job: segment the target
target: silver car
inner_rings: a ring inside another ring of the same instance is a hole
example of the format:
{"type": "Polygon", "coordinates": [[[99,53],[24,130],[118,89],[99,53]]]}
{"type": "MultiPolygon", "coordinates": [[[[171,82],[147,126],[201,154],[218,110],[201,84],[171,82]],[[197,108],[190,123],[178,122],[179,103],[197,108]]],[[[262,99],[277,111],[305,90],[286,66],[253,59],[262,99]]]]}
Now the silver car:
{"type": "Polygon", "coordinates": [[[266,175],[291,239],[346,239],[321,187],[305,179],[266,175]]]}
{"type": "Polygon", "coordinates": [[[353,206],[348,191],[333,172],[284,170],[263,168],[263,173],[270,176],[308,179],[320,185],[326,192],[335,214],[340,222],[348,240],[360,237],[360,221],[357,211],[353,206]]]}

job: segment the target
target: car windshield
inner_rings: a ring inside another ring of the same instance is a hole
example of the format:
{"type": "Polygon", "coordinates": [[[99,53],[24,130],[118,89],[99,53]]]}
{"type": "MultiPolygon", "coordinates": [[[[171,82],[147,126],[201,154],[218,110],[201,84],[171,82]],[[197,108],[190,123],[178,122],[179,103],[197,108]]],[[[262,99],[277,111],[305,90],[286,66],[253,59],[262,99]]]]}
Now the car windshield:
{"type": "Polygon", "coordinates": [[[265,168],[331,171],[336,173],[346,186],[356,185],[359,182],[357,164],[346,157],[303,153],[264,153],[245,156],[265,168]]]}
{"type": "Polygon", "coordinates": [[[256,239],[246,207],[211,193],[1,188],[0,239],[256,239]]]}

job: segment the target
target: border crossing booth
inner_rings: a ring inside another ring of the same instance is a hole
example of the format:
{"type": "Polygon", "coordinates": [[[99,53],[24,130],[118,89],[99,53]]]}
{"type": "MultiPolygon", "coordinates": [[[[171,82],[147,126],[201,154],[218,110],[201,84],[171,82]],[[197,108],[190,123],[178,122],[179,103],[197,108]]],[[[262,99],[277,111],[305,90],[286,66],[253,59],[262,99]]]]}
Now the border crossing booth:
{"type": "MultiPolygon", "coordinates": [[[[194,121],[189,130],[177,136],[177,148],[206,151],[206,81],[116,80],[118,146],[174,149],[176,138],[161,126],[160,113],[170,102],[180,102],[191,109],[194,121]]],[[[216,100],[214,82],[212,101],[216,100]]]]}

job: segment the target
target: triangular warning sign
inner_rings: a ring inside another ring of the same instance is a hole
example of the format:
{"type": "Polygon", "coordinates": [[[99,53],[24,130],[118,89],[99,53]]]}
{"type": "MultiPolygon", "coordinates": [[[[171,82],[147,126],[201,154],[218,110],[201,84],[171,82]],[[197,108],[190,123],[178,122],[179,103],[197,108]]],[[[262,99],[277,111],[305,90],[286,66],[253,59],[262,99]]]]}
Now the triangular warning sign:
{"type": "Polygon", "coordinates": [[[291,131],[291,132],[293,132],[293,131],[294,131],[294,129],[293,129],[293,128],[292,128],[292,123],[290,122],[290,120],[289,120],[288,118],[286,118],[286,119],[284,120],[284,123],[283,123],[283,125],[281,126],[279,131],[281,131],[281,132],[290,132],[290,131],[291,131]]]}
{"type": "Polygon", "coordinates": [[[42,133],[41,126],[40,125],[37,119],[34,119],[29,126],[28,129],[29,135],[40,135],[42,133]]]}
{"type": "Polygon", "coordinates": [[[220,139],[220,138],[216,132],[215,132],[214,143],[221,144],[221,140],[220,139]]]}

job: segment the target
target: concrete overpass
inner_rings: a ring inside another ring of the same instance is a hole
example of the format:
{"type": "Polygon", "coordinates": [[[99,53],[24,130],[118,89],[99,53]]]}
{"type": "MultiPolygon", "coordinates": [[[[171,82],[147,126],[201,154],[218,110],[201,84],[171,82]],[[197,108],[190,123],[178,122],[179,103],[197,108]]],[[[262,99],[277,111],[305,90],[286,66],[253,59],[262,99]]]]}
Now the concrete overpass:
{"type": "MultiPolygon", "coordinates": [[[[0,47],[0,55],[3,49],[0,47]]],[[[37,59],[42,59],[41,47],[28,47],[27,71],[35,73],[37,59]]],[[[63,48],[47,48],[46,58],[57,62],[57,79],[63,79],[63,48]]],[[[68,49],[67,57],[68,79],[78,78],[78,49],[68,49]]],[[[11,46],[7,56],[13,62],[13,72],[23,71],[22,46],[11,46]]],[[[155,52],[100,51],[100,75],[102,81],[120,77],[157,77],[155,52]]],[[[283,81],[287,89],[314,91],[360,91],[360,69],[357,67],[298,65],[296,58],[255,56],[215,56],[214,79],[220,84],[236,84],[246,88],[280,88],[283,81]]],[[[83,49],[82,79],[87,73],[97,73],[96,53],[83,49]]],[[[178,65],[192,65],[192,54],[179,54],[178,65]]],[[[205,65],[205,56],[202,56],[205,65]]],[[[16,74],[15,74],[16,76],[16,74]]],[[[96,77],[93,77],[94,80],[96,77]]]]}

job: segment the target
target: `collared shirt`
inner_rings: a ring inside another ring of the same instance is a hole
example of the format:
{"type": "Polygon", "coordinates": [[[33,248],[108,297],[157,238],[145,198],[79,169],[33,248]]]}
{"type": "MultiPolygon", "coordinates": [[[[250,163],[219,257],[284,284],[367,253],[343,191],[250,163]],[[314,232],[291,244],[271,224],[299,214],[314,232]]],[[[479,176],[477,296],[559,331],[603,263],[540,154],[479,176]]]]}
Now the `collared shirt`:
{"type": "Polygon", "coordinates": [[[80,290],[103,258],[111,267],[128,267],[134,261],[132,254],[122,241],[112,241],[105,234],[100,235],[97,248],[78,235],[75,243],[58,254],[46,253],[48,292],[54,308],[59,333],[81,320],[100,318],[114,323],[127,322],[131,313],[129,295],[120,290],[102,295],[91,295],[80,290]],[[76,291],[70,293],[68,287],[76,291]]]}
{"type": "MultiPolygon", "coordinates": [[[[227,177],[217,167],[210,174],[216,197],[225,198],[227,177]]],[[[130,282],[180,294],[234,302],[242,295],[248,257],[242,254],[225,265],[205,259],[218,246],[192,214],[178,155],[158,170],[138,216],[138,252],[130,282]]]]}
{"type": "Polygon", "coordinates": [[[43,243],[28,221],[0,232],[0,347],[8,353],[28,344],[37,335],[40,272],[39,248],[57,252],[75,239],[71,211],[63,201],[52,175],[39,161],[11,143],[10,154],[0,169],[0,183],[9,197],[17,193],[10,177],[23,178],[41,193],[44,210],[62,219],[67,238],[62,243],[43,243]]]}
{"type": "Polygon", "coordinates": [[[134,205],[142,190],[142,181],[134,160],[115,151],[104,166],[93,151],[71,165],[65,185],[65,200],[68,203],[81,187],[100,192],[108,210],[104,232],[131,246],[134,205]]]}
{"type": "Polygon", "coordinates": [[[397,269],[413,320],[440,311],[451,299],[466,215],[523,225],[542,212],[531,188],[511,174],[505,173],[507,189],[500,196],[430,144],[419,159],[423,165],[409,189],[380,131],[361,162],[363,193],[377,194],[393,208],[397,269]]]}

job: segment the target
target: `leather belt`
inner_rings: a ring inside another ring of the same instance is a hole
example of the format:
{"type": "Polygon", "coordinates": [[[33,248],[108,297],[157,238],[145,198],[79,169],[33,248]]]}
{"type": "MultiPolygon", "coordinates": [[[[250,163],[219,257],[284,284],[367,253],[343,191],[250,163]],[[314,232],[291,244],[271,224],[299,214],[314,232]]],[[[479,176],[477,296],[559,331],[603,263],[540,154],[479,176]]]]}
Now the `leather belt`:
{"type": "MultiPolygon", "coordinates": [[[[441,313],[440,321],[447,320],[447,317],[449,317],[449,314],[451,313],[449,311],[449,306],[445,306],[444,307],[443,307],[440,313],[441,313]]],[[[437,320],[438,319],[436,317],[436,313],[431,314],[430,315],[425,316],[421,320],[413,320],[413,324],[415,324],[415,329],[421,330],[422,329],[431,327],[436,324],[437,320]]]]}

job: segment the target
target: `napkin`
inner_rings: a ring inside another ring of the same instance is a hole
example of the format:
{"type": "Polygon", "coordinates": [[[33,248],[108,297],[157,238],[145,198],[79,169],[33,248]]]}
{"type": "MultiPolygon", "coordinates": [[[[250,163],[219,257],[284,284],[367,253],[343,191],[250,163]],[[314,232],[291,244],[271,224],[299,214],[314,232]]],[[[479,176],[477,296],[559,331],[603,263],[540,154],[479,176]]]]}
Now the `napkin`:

[Given problem]
Pull out every line of the entries above that contains the string "leather", matching case exactly.

[Solution to this problem]
target: `leather belt`
Now the `leather belt`:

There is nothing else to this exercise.